§ **EXERCISE DIRECTIONS**
Repeat each line, word for word, from the one containing "Highlight the beard" through the last line of the entries, and include no other output.

§ **SUPPLIED MATERIAL**
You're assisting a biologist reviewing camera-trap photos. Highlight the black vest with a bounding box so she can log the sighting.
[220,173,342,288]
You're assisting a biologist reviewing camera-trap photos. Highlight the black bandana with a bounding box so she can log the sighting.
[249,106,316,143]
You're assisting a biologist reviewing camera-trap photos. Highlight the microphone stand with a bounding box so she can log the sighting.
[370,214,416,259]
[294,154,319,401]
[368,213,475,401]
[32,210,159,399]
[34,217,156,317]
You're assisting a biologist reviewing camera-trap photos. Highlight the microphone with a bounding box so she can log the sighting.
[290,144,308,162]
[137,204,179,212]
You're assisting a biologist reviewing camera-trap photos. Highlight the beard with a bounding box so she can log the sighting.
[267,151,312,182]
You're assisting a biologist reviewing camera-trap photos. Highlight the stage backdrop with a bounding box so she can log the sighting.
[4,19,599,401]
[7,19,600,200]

§ **SOLUTION FOR THIS TASK**
You're assisting a biologist reviewing camera-trap photos. Highlight the beard with a bounding box so she can log the sighting.
[267,151,312,182]
You're assisting a biologist reviewing camera-trap photos. Highlight the stage backdrop with a bounding box so she can log the sighting.
[4,19,599,401]
[7,19,600,200]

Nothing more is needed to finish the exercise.